Stated exercise
Reproduce the items word for word, from their start up to and including the line that contains "M101 91L104 91L102", and leave the pictures out of your answer.
Begin Data supplied
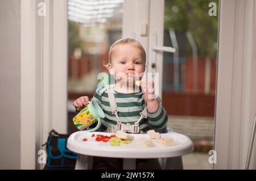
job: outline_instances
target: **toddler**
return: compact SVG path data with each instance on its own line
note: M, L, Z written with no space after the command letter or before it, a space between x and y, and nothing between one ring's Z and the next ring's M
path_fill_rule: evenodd
M111 90L113 91L118 112L115 115L112 111L107 86L97 89L92 100L100 105L105 113L105 118L102 119L101 126L97 131L115 132L118 119L122 124L134 125L140 119L140 113L143 110L146 111L144 117L143 117L139 121L141 133L166 127L168 116L155 98L154 82L139 81L138 83L136 81L142 79L145 64L145 50L139 42L134 39L120 39L110 47L109 62L106 66L115 78ZM89 98L85 96L76 100L73 104L77 108L85 106L88 102ZM148 165L148 163L144 164Z

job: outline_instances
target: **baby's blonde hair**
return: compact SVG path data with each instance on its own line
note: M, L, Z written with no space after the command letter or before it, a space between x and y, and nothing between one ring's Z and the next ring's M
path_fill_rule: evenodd
M144 69L145 68L146 64L146 51L144 48L142 47L141 44L136 40L131 38L124 38L119 39L114 43L112 45L111 45L109 51L109 61L108 63L111 62L111 57L114 48L119 45L124 45L127 44L131 44L131 45L138 48L141 51L141 57L142 58L142 64L143 65Z

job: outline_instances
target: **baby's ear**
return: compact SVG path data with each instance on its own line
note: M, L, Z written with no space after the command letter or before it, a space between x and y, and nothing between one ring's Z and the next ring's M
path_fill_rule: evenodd
M111 65L111 64L109 64L108 65L108 70L109 70L109 72L110 75L114 75L115 74L114 68L112 67L112 65Z

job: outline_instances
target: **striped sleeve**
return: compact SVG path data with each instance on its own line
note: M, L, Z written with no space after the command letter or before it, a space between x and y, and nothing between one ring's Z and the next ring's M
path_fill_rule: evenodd
M158 110L155 112L147 112L147 119L152 128L155 129L164 128L168 121L167 114L161 104L159 104Z
M101 91L104 91L102 88L100 88L96 89L94 94L93 95L93 97L92 98L91 100L95 101L101 108L102 107L101 105Z

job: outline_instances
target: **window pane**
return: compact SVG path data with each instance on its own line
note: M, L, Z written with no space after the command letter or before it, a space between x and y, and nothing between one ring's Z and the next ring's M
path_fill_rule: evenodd
M165 0L164 45L176 51L163 54L163 100L168 126L194 143L184 169L212 169L218 8L217 0Z
M110 45L122 37L123 0L68 0L68 121L73 125L73 100L81 96L92 98L106 72Z

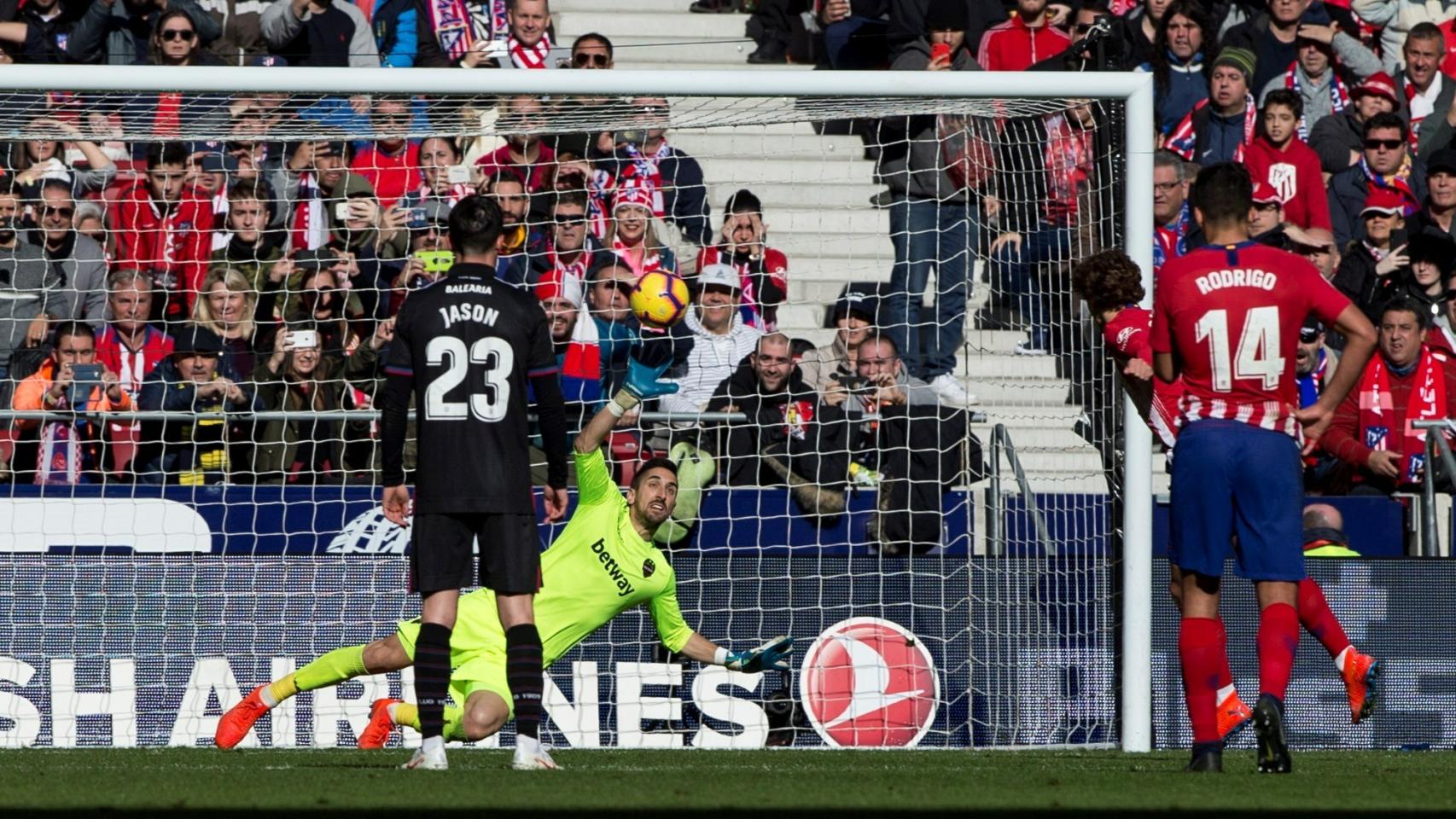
End Data supplied
Answer to this task
job: outline_instances
target: **toddler**
return: compact SVG path data with each instance on its own line
note: M, L, Z written with no space after the command letter or before it, a space between x and y, and nothing between one ring's Z and the next ring's M
path_fill_rule: evenodd
M111 90L113 91L118 112L115 115L112 111L107 86L97 89L92 100L100 105L105 113L105 118L102 119L101 126L97 131L115 132L118 119L122 124L134 125L140 119L140 113L143 110L146 111L144 117L143 117L139 121L141 133L166 127L168 116L155 98L154 82L139 81L138 83L136 81L142 79L145 64L145 50L139 42L134 39L120 39L110 47L109 62L106 66L115 78ZM89 98L85 96L76 100L73 104L77 108L85 106L88 102ZM148 165L148 163L144 164Z

job: outline_instances
target: **baby's blonde hair**
return: compact SVG path data with each instance on its own line
note: M, L, Z written with no space after the command letter or before it, a space between x and y, and nothing between one ring's Z and the next ring's M
path_fill_rule: evenodd
M144 69L145 68L146 64L146 51L144 48L142 47L141 44L136 40L131 38L124 38L119 39L114 43L112 45L111 45L109 51L109 61L108 63L111 62L111 57L114 48L119 45L124 45L127 44L131 44L131 45L138 48L141 51L141 57L142 58L142 64L143 65Z

job: outline_instances
target: **baby's ear**
return: compact SVG path data with each instance on its own line
note: M, L, Z written with no space after the command letter or before it, a space between x and y, and nothing between one ring's Z and the next ring's M
path_fill_rule: evenodd
M111 65L111 64L109 64L108 65L108 70L109 70L109 72L110 75L114 75L115 74L114 68L112 67L112 65Z

job: outline_instances
target: **striped sleeve**
return: compact SVG path data with each instance on its own line
note: M, L, Z written with no space after the command letter or before it, a space between x and y, and nothing between one ring's Z and the next ring's M
path_fill_rule: evenodd
M158 110L155 112L147 112L147 119L152 128L155 129L164 128L168 121L167 114L161 104L159 104Z
M101 91L104 91L102 88L100 88L96 89L94 94L93 95L93 97L92 98L91 100L95 101L101 108L102 107L101 105Z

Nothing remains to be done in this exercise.